SOURCE DOCUMENT |
START
> Often we might think we know something and later conclude that we were wrong... but in this case, it's common to say "I thought I knew such-and-such, but I didn't". ... At least, that's one way of using the word "know". So if we're trying to give an analysis of this thing, we can't just decide to discard truth as a requirement of knowledge... the goal is to give an analysis of this thing that people talk about, not replace it with something else.
Let's consider a case like that. A student receives a graded history test, and says "I thought I knew that James Madison was the 3rd president of the United States, but I didn't."
Under the "justified true belief" one might say that their knowledge was undermined because they learned it wasn' true. But their teacher, born (say) circa 1970, has no more direct access to the truth of who was the 3rd U.S. President than their students.
So we might say instead that the student changed their mind about their knowledge because a rather flimsy justification for believing that Madison was the 3rd president ("I studied really hard") was kicked out from under them by a somewhat sturdier justification for a contradictory belief ("My teacher says that Jefferson was the 3rd President, and she knows a lot about history.")
END
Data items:
START
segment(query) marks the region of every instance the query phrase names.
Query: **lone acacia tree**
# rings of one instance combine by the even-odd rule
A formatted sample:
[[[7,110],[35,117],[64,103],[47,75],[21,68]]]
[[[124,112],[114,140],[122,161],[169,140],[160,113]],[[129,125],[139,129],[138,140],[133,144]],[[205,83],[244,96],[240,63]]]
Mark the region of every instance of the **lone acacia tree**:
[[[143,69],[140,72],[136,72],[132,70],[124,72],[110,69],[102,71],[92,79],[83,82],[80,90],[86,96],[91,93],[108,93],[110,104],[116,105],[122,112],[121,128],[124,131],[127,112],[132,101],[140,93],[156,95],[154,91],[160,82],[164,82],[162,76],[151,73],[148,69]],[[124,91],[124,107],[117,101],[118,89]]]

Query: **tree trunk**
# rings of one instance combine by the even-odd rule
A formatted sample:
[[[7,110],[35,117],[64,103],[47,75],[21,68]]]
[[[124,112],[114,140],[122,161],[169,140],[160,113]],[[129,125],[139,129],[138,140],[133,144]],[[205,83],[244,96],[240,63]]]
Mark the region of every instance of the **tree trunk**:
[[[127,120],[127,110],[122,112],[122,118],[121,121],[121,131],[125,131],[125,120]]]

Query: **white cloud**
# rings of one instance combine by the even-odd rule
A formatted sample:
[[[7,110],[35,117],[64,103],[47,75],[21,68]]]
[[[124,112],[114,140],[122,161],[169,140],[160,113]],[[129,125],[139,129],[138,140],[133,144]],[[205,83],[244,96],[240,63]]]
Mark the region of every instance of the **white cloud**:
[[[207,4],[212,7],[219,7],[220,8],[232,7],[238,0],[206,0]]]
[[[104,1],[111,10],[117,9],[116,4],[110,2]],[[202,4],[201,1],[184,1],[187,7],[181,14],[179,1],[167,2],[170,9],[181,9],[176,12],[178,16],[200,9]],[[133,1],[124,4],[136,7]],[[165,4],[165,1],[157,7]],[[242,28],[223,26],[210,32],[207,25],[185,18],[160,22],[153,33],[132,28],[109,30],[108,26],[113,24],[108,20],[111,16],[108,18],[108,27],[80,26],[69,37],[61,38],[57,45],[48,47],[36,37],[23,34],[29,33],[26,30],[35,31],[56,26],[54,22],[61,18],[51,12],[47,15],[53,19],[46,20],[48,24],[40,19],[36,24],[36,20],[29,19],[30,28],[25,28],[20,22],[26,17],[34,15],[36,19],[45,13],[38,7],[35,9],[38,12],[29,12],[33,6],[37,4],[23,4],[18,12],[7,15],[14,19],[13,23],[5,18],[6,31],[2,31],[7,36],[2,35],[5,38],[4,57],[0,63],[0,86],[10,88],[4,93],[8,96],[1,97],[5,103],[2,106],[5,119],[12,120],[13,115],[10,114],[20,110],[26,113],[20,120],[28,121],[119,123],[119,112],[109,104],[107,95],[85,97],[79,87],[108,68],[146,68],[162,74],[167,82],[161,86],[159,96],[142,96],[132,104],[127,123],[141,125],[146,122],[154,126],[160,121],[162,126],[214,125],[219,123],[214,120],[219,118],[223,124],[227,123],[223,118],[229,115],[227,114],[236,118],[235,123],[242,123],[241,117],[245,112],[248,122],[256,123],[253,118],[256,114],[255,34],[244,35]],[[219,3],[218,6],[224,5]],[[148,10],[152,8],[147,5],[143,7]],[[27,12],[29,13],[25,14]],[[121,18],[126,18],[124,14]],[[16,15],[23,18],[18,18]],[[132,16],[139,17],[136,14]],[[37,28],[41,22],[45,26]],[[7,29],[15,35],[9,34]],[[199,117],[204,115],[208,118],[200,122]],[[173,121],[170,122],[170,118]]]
END
Decide whether each statement agrees with the passage on knowledge, answering yes or no and quoting the words of the passage that settle it. 1. In the example, the student had believed that James Madison was the 3rd president. 2. The teacher has more direct access to the truth about the 3rd U.S. President than the students do. 3. The student's justification for the belief about Madison was having studied hard. The listing isn't needed for anything here.

FINISHED TASK |
1. Yes: "I thought I knew that James Madison was the 3rd president of the United States, but I didn't."
2. No: "has no more direct access to the truth of who was the 3rd U.S. President than their students"
3. Yes: "a rather flimsy justification for believing that Madison was the 3rd president ("I studied really hard")"